### REQUIRED TASK:
Extract the complete listing and output it unchanged.

### GIVEN DATA:
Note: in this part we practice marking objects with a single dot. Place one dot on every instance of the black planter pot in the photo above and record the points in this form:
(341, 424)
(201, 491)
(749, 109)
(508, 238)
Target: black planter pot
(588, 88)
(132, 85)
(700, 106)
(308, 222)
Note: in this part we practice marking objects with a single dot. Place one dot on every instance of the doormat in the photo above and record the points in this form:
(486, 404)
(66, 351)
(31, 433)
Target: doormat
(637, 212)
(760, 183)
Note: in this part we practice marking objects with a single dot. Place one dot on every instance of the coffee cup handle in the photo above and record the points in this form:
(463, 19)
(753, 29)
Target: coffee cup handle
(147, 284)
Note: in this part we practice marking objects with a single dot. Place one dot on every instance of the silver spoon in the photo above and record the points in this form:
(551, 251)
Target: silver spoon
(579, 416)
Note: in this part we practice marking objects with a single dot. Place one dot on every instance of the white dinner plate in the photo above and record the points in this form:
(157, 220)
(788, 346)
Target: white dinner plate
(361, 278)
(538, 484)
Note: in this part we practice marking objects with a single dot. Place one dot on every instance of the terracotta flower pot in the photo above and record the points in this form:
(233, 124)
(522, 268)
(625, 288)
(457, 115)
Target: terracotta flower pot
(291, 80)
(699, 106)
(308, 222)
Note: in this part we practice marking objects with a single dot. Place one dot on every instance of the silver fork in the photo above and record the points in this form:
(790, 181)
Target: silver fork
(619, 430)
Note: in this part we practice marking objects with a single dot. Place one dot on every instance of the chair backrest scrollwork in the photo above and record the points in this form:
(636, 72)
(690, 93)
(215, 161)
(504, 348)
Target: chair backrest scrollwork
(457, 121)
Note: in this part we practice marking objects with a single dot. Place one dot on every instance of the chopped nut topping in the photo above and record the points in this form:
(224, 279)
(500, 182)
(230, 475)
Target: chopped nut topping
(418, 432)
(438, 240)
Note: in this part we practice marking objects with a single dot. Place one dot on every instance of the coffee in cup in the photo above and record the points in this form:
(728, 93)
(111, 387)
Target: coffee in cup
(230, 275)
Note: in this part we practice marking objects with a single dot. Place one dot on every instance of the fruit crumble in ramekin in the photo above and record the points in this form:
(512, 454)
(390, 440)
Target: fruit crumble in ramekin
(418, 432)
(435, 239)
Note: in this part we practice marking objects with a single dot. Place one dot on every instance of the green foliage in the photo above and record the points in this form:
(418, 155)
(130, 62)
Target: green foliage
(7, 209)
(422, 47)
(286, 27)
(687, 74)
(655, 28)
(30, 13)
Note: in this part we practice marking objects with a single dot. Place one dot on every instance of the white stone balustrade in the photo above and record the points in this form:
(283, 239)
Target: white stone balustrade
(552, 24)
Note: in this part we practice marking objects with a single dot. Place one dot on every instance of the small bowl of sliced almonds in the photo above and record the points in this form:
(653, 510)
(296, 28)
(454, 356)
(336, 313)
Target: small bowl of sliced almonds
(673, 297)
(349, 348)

### RESPONSE TO THIS TASK:
Note: in this part we practice marking objects with a single dot. Place one dot on every instance of the black planter pot in the photo above and record the points in this form:
(341, 424)
(201, 491)
(749, 109)
(508, 238)
Target: black planter pot
(588, 88)
(132, 85)
(700, 106)
(308, 222)
Note: in this part we practice marking objects with a single dot. Place one dot on every instance of the doormat in the photo above and record the points in this form:
(486, 404)
(66, 351)
(31, 433)
Target: doormat
(637, 212)
(760, 183)
Note: in this part we practice marking objects with a single dot. Place one dot on every instance of the coffee cup handle in the photo above and record the points in this form:
(463, 19)
(753, 29)
Target: coffee cup handle
(147, 284)
Note: in this part we practice marking objects with a single dot. Place one dot on every instance of the silver spoon in the photo above and record the points in this form:
(551, 251)
Target: silver spoon
(579, 416)
Note: in this part we practice marking objects with a single dot. Place one dot on every instance of the white dinner plate in the photo above and record the points in this form:
(157, 220)
(788, 346)
Target: white dinner plate
(361, 278)
(538, 484)
Note: in this part we practice marking objects with a single dot. Place one dot on every instance of the terracotta flower pot in the photo above and record the points in this form:
(233, 124)
(522, 268)
(625, 288)
(457, 115)
Target: terracotta flower pot
(291, 80)
(699, 106)
(308, 222)
Note: in this part we practice marking objects with a single dot. Place one dot on every instance of the silver fork in the photo above and record the points in this form:
(790, 181)
Target: silver fork
(619, 430)
Note: in this part we practice marking objects with a single dot. Place one dot on every instance of the chair backrest scrollwork in the photo above and record the points in this form:
(636, 72)
(690, 93)
(215, 161)
(504, 348)
Target: chair backrest scrollwork
(457, 121)
Note: in this part we practice marking objects with a single dot. Place one dot on every instance of the chopped nut topping in the photo above and record the points in this form:
(224, 279)
(500, 182)
(230, 475)
Target: chopped nut topping
(418, 432)
(438, 240)
Note: in this part we practice marking objects with a single dot. Place one dot on every instance of the coffee in cup in the photo above and record the points in this form:
(728, 93)
(111, 387)
Target: coffee in cup
(230, 275)
Note: in this part we practice marking objects with a single dot. Place one dot on every instance of the fruit crumble in ramekin in the photo above and record the points in this form:
(512, 454)
(390, 440)
Target: fruit crumble in ramekin
(418, 432)
(435, 239)
Note: in this part we practice marking objects with a single dot. Place one dot on every instance of the green foliage in the photo above and record the points in this form:
(418, 155)
(130, 62)
Target: green foliage
(7, 209)
(422, 47)
(286, 27)
(687, 74)
(655, 28)
(30, 13)
Note: in this part we practice marking objects with a single dot. Place one dot on every instance of the white stone balustrade in the photo above and record the points in this form:
(283, 239)
Target: white stone balustrade
(552, 24)
Note: in this part we practice marking objects with a single dot. Place one dot on every instance of the small bowl of sliced almonds in the photo above and record the points in this form:
(653, 510)
(296, 28)
(454, 356)
(336, 313)
Target: small bowl of sliced almonds
(673, 297)
(349, 348)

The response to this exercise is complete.